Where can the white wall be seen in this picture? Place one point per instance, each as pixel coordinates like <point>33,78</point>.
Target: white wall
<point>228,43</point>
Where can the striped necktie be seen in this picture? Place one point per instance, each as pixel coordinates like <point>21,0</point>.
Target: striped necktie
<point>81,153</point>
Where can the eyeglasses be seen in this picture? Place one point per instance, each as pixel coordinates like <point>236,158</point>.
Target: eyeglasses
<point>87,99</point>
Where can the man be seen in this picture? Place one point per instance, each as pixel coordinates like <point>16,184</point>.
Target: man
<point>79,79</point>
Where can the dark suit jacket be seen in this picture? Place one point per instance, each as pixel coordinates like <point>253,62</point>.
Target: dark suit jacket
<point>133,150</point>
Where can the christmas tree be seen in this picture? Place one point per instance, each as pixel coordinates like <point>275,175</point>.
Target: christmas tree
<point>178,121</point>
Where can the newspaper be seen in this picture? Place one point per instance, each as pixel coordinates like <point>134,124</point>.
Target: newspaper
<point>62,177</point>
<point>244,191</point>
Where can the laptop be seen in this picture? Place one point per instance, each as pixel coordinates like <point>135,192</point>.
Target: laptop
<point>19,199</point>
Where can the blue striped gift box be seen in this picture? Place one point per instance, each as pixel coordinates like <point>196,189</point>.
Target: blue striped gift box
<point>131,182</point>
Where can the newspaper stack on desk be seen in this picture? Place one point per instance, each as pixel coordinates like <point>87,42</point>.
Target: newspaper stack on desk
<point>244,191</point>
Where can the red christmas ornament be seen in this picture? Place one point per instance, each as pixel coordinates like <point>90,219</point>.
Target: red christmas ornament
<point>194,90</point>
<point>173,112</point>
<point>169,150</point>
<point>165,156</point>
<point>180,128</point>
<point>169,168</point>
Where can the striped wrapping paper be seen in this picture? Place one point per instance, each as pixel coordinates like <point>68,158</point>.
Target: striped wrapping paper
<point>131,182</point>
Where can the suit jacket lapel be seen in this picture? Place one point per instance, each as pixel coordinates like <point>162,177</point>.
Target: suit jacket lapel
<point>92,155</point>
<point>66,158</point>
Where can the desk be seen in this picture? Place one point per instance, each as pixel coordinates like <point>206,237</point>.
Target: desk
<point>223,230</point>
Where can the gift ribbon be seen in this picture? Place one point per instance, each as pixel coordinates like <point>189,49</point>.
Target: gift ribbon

□ □ □ □ □

Pick out, from the lines above, every one that contains the string "ribbon".

• **Completed task**:
Where can the gift ribbon be seen in this picture? Place one point per instance, each as pixel coordinates like <point>189,49</point>.
Target: gift ribbon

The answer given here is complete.